**課題:**
**1)** ノマド論の文章のうち、「正社員=社畜、フリーランス=ノマドという、」で始まり「意味不明なノマドVS社畜論は少なくなるのではないかと思う。」で終わる部分を、一字一句そのまま書き写してください。
**2)** ノマド論の文章によれば、ノマドの正確な実像が伝わらないのはなぜか。1〜3文で説明せよ。
**3)** ノマド論の文章を、最後に示された文のあとから書き継げ。

---- 提示文

正社員=社畜、フリーランス=ノマドという、
無意味な二元論が誤用されているために、
ノマドの正確な実像が伝わらず、いらぬ争いがたえない。
そのせいかノマドについて書かれた本を読むと、
本質的にはノマド的ワークスタイルは勧めるべきだ、
という意見を持ちながら、
今の誤解されたノマドについては批判的な見方が展開されている。

そもそもノマド=フリーランスにするから大間違いなのだが、
それはともかく、正社員とフリーランスの違いを、
正規軍と傭兵隊にたとえて説明すると、
意味不明なノマドVS社畜論は少なくなるのではないかと思う。

正社員とは軍隊でたとえるなら正規軍だ。

正規軍の特徴は、

・はじめは戦力にならない人材でも訓練してくれる。
・戦争がなくて暇でも(不景気時でも)雇い続けてくれる。
・戦争がなくても出勤しなくてはならない。
・若手から老害になって現場の戦力にならなくても、
それなりのポストを与えてくれて、給与がもらえる。
・武器(仕事道具)は組織がそろえてくれる。

--------
---- 資料

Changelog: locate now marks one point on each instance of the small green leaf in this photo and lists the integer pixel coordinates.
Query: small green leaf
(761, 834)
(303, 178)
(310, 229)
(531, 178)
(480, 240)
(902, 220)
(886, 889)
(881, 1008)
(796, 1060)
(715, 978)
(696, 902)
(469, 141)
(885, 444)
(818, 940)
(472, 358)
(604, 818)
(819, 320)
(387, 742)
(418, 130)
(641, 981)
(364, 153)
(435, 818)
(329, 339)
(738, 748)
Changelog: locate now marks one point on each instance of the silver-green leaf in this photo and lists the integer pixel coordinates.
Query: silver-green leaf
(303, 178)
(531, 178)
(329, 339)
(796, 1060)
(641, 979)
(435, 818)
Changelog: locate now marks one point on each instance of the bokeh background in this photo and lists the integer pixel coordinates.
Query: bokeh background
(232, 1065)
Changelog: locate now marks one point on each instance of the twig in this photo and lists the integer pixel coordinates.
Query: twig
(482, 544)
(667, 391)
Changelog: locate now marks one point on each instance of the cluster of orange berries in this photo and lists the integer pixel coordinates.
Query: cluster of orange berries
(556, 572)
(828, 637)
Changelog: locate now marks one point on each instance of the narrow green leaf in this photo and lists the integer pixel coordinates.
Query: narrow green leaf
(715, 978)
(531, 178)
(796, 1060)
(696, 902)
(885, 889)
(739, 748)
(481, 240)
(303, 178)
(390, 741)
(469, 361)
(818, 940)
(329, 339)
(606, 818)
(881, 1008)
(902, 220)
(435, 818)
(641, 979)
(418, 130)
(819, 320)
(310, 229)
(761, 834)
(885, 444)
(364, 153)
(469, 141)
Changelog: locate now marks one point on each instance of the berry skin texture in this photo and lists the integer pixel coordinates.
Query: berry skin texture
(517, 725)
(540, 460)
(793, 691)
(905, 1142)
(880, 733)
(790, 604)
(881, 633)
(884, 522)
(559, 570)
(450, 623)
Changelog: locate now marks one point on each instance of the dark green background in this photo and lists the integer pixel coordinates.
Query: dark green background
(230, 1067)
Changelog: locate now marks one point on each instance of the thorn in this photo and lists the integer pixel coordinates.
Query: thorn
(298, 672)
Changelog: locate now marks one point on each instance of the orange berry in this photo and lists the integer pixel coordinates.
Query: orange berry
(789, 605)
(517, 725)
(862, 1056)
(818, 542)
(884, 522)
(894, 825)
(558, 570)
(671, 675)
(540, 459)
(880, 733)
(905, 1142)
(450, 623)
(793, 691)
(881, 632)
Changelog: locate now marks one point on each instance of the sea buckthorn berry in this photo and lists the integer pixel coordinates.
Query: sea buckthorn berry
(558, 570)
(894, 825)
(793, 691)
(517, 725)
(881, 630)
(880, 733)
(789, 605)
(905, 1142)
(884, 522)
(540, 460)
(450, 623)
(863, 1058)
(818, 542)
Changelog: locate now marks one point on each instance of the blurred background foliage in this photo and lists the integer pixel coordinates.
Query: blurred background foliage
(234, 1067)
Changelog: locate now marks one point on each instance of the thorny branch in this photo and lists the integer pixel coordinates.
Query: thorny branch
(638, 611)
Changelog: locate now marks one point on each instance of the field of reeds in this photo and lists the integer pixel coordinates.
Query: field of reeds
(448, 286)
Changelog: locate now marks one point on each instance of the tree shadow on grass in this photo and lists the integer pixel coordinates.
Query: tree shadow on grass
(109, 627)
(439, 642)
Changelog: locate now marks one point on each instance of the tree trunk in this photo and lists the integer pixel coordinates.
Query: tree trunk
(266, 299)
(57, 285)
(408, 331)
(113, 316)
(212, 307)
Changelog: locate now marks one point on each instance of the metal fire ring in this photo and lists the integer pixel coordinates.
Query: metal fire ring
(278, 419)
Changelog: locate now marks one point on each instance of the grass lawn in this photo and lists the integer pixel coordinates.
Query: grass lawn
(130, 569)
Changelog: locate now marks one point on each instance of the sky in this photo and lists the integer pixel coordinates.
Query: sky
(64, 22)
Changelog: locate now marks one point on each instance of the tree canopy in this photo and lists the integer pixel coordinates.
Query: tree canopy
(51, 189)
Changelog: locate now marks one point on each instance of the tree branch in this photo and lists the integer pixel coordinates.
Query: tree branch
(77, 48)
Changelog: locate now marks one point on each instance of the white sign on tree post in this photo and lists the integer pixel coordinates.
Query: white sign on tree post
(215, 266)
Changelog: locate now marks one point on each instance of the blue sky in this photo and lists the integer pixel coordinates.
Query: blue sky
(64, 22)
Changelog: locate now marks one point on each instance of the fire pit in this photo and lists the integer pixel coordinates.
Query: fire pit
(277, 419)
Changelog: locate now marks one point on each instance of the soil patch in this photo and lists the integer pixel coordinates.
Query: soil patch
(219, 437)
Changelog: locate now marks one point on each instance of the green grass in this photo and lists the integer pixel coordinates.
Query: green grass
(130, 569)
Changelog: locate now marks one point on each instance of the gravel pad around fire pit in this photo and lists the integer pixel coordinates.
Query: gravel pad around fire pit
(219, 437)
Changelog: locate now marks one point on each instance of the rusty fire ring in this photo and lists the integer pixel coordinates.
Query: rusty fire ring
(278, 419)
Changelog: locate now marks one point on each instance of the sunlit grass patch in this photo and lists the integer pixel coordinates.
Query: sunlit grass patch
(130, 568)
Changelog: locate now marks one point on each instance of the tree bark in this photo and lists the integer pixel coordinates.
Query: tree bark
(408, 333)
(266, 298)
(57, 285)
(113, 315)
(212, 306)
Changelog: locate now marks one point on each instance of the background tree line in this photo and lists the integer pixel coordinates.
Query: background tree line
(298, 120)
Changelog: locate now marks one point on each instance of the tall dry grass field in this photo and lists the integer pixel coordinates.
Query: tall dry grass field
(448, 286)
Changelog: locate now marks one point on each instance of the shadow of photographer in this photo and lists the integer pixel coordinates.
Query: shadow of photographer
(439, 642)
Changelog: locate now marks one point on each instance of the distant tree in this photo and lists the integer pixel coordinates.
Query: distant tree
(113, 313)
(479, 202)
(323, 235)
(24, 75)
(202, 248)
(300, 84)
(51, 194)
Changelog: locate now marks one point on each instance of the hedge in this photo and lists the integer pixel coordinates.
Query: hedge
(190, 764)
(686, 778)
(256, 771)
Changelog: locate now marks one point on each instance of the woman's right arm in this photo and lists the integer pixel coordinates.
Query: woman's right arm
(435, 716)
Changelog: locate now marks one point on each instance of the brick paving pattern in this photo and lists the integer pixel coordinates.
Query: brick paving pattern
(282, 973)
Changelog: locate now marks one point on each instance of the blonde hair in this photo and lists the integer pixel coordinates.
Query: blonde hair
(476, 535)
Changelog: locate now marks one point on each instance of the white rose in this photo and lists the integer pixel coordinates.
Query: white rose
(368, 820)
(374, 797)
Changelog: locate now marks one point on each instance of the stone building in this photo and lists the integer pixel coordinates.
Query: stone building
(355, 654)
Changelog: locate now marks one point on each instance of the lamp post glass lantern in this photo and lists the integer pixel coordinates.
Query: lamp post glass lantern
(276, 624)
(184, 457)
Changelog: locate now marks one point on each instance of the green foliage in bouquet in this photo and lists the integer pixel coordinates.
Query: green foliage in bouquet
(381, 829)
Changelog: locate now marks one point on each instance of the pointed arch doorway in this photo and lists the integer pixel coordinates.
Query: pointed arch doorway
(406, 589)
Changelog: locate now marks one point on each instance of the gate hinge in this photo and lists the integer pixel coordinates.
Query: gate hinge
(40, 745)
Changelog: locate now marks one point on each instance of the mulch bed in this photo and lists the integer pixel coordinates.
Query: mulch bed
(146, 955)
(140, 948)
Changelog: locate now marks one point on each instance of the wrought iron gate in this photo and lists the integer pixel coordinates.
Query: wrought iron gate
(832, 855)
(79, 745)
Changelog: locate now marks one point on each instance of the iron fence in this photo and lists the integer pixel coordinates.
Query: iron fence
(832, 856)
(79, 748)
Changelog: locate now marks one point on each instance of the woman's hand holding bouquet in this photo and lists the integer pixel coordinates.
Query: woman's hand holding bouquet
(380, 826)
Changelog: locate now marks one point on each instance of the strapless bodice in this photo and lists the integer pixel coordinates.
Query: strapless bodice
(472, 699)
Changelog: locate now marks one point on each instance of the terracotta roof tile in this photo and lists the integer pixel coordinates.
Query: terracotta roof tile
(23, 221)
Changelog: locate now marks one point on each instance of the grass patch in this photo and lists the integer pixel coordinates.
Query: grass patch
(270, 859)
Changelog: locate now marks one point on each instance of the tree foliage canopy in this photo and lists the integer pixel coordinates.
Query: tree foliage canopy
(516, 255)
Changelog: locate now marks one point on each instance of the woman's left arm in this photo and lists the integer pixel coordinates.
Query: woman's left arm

--------

**最終結果:**
**1)**
正社員=社畜、フリーランス=ノマドという、
無意味な二元論が誤用されているために、
ノマドの正確な実像が伝わらず、いらぬ争いがたえない。
そのせいかノマドについて書かれた本を読むと、
本質的にはノマド的ワークスタイルは勧めるべきだ、
という意見を持ちながら、
今の誤解されたノマドについては批判的な見方が展開されている。

そもそもノマド=フリーランスにするから大間違いなのだが、
それはともかく、正社員とフリーランスの違いを、
正規軍と傭兵隊にたとえて説明すると、
意味不明なノマドVS社畜論は少なくなるのではないかと思う。

**2)** 正社員=社畜、フリーランス=ノマドという無意味な二元論が誤用されているからである。そのため、いらぬ争いもたえないとされている。

**3)**
・戦争で活躍できない人材でも、組織に所属しているだけで、
給与がもらえる。
・軍に対する忠誠心が高い、または忠誠心を求められる。
・たとえ理不尽でも組織の付き合いをしなくてはならない。
・組織内での政治的争い(ポスト争い)がつきまとう。

といった点だ。

フリーランスとは軍隊でたとえるなら傭兵隊だ。

傭兵隊の特徴は、

・戦力にならない人材は雇われない。
・基本的に仕事と報酬は戦争(仕事)単位。
戦争が終われば、仕事はなくなる。
・自分で日々技術を磨かなければ生きていけない。
・正規軍より危険な仕事をさせられる可能性もある。
・正規軍より一般的に報酬は高め。
・武器(仕事道具)は自費で購入しなければならない。
・戦争(仕事場)で活躍できなければ、二度と雇ってもらえない。
・実力があれば1つの軍隊に縛られず、働ける。
・戦争がない時は遊んでいてもいい。

といった点だ。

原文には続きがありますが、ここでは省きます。